Material to process>
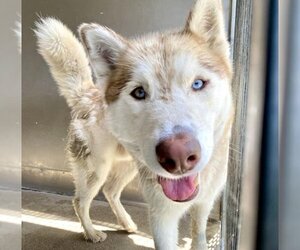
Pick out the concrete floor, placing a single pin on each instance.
(49, 222)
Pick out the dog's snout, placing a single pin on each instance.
(179, 153)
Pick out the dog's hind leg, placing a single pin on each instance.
(118, 178)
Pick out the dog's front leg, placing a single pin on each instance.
(199, 215)
(164, 225)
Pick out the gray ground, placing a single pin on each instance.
(49, 222)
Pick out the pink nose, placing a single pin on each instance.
(178, 153)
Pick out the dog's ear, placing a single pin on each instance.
(103, 46)
(206, 20)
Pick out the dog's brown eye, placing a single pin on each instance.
(139, 93)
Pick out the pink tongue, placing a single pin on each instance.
(178, 190)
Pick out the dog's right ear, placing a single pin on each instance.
(103, 46)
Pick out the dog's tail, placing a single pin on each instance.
(67, 59)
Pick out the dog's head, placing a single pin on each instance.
(168, 95)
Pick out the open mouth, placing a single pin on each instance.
(180, 190)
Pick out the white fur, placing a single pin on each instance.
(98, 129)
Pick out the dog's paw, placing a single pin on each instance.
(95, 236)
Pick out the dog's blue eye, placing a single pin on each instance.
(198, 85)
(139, 93)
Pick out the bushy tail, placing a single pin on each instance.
(66, 57)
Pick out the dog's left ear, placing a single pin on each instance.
(103, 46)
(206, 20)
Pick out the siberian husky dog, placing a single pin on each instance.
(161, 104)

What to work on> The material above must be reproduced line for line, with the images omitted.

Task solution>
Pick out the concrete floor, placing a single pin on each instance.
(49, 222)
Pick out the dog's snout, placing a single pin on each instance.
(179, 153)
Pick out the dog's hind leg, placing a single pin on each instance.
(118, 178)
Pick out the dog's front leg, placing a single pin on each instance.
(199, 215)
(164, 225)
Pick out the gray ground, placing a single pin on each instance.
(49, 222)
Pick out the pink nose, placing a single pin on each instance.
(178, 153)
Pick out the dog's ear, placing a single pin on each instance.
(103, 46)
(206, 20)
Pick out the dog's brown eye, placing a single pin on each instance.
(139, 93)
Pick out the pink tongue, placing a single pin on each instance.
(178, 190)
Pick out the dog's right ear, placing a single pin on each instance.
(103, 46)
Pick out the dog's tail, placing a single pin on each instance.
(67, 59)
Pick out the dog's head, placing a single pin on each instance.
(168, 95)
Pick out the open mouth, placing a single pin on each instance.
(180, 190)
Pick out the white fur, placing a single pin on each instance.
(98, 129)
Pick out the dog's paw, placing a single pin on each instance.
(95, 236)
Pick out the dog's blue eye, placing a single pin on each instance.
(198, 85)
(139, 93)
Pick out the bushy tail, placing a single pin on each instance.
(66, 57)
Pick out the dog's left ear, placing a single pin on each instance.
(103, 46)
(206, 20)
Pick out the siberian husky dog, placing a single pin on each instance.
(161, 104)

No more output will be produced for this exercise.